(Stored records)
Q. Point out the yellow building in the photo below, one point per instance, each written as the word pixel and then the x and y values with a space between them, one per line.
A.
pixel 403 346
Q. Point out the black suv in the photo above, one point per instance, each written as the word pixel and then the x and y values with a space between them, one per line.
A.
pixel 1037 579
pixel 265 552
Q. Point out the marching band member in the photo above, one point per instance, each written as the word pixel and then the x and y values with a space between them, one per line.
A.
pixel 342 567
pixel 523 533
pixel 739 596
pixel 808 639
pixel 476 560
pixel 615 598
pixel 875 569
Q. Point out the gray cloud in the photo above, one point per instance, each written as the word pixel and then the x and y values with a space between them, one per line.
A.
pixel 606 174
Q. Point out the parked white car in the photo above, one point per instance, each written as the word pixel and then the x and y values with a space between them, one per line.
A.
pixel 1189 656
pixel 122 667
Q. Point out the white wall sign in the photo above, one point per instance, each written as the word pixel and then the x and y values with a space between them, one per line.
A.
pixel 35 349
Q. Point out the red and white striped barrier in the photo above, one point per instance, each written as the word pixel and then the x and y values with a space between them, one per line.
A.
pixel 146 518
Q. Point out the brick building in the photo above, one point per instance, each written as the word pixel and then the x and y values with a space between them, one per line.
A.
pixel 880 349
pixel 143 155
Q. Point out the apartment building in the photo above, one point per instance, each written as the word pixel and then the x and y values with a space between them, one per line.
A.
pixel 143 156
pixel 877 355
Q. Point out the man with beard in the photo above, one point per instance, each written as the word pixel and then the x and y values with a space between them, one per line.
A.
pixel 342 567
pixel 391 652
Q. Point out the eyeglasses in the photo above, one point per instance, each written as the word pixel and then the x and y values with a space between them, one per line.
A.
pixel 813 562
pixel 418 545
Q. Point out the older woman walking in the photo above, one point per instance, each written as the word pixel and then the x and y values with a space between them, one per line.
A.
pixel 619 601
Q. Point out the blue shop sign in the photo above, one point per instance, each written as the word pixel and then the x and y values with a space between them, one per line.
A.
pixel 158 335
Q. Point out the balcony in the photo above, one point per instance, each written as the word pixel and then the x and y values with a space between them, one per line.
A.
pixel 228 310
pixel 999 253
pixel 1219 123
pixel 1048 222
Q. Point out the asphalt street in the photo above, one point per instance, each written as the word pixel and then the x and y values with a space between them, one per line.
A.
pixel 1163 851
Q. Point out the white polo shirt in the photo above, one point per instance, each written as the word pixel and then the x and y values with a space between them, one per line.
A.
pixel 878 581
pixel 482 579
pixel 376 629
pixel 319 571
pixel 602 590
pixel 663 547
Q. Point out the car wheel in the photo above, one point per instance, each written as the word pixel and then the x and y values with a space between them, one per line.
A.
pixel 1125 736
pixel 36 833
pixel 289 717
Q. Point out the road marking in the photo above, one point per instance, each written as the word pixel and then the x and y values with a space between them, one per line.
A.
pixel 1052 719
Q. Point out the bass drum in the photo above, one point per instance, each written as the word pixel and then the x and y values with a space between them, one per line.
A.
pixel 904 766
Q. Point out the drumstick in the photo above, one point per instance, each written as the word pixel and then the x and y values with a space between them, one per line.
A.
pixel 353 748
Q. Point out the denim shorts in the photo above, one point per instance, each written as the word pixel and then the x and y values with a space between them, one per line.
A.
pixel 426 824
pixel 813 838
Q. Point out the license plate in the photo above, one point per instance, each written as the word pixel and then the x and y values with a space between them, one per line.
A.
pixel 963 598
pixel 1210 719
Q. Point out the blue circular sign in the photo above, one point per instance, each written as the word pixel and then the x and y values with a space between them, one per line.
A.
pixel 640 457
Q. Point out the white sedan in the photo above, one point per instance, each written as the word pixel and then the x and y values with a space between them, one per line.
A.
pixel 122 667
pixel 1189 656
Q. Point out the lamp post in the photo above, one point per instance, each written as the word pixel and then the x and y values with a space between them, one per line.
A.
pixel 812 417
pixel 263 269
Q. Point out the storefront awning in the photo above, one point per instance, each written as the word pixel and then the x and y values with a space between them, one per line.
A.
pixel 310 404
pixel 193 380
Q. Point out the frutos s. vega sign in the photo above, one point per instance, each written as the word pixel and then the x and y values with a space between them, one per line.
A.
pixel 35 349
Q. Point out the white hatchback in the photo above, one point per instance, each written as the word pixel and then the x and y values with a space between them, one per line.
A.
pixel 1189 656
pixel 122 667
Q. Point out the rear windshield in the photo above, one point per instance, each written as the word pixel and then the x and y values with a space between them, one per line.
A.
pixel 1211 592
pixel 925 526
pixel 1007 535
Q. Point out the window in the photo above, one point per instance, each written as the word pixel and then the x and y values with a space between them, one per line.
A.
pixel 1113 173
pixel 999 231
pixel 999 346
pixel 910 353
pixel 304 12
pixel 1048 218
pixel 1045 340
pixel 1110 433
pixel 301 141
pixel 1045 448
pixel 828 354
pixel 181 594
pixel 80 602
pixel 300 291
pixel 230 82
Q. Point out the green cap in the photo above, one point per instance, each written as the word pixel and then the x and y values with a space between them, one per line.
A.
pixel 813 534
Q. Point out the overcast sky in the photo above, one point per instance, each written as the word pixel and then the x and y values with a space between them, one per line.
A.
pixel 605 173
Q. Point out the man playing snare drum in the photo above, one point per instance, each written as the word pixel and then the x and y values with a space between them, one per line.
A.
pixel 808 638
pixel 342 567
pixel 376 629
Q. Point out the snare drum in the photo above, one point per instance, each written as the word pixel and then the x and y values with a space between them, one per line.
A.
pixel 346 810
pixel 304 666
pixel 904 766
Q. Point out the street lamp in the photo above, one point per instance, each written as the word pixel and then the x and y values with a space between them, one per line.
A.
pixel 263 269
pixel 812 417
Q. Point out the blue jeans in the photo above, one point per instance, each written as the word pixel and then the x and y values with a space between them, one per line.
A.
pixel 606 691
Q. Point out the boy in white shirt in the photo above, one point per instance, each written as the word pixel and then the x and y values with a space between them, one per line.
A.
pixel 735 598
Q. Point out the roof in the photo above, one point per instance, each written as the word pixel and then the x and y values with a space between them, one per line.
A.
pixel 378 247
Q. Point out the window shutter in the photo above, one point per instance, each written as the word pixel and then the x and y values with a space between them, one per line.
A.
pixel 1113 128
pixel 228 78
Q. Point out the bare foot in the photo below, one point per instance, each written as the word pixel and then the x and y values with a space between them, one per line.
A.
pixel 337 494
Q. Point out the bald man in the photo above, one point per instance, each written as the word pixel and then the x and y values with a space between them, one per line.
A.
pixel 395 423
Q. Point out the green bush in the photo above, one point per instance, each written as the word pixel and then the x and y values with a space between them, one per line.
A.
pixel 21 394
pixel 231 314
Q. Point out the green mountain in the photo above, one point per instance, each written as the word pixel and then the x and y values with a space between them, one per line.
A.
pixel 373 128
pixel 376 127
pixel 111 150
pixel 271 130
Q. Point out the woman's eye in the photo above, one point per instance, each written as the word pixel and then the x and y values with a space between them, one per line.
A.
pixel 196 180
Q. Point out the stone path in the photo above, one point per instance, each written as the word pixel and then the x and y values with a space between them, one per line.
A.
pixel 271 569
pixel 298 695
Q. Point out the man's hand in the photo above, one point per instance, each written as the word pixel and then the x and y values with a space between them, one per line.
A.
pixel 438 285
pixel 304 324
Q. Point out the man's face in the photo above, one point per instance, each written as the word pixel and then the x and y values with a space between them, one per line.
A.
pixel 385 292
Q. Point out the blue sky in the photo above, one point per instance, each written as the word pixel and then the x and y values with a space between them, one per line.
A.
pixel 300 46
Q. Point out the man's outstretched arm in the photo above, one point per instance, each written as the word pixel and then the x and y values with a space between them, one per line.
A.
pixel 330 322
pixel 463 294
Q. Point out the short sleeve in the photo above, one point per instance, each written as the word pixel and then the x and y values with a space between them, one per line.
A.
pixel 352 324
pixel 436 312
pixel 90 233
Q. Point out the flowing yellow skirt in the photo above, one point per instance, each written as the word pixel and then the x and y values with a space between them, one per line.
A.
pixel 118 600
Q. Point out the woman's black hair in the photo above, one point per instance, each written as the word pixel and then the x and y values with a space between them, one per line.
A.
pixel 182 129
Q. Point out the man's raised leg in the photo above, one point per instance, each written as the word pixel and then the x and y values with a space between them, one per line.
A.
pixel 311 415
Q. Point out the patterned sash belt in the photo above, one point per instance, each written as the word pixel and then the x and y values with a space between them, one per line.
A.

GIVEN EXERCISE: Copy verbatim the lines of the material above, from the line containing "Q. Point out the green bush" through the line containing "pixel 90 233", including both.

WRITTEN ANSWER:
Q. Point out the green bush in the photo above, one point per instance, each written as the word pixel and then the x and y values with a space between them, one per line.
A.
pixel 21 394
pixel 231 314
Q. Point out the green mountain in the photo above, one point per instance, each written as the word pixel and then the x and y values with a space between them, one per line.
A.
pixel 373 128
pixel 376 127
pixel 111 150
pixel 271 130
Q. Point out the woman's eye in the photo above, one point per instance, each written as the word pixel and then the x and y values with a space between them, one per line.
A.
pixel 196 180
Q. Point out the stone path in the photo above, one point per instance, each written as the word pixel and then the x and y values with a space between them, one per line.
A.
pixel 271 569
pixel 298 695
Q. Point out the man's hand in the photo above, one point per instance, each written as the word pixel and then the x and y values with a space between them, one per line.
A.
pixel 438 285
pixel 304 324
Q. Point out the man's face in the photo above, one point per instance, each written as the word pixel and then the x and y values with a space between them, one per line.
A.
pixel 385 292
Q. Point out the blue sky in the photo above, one point per instance, each written as the word pixel and then the x and y values with a space between them, one per line.
A.
pixel 300 46
Q. Point out the man's outstretched arm in the photo above, one point per instance, each written as the word pixel and then the x and y values with a space between them, one per line.
A.
pixel 330 322
pixel 463 294
Q. Point out the short sleeve in the photo above, one point per instance, each written as the word pixel and then the x and y values with a space between them, one per line.
A.
pixel 352 324
pixel 436 312
pixel 90 233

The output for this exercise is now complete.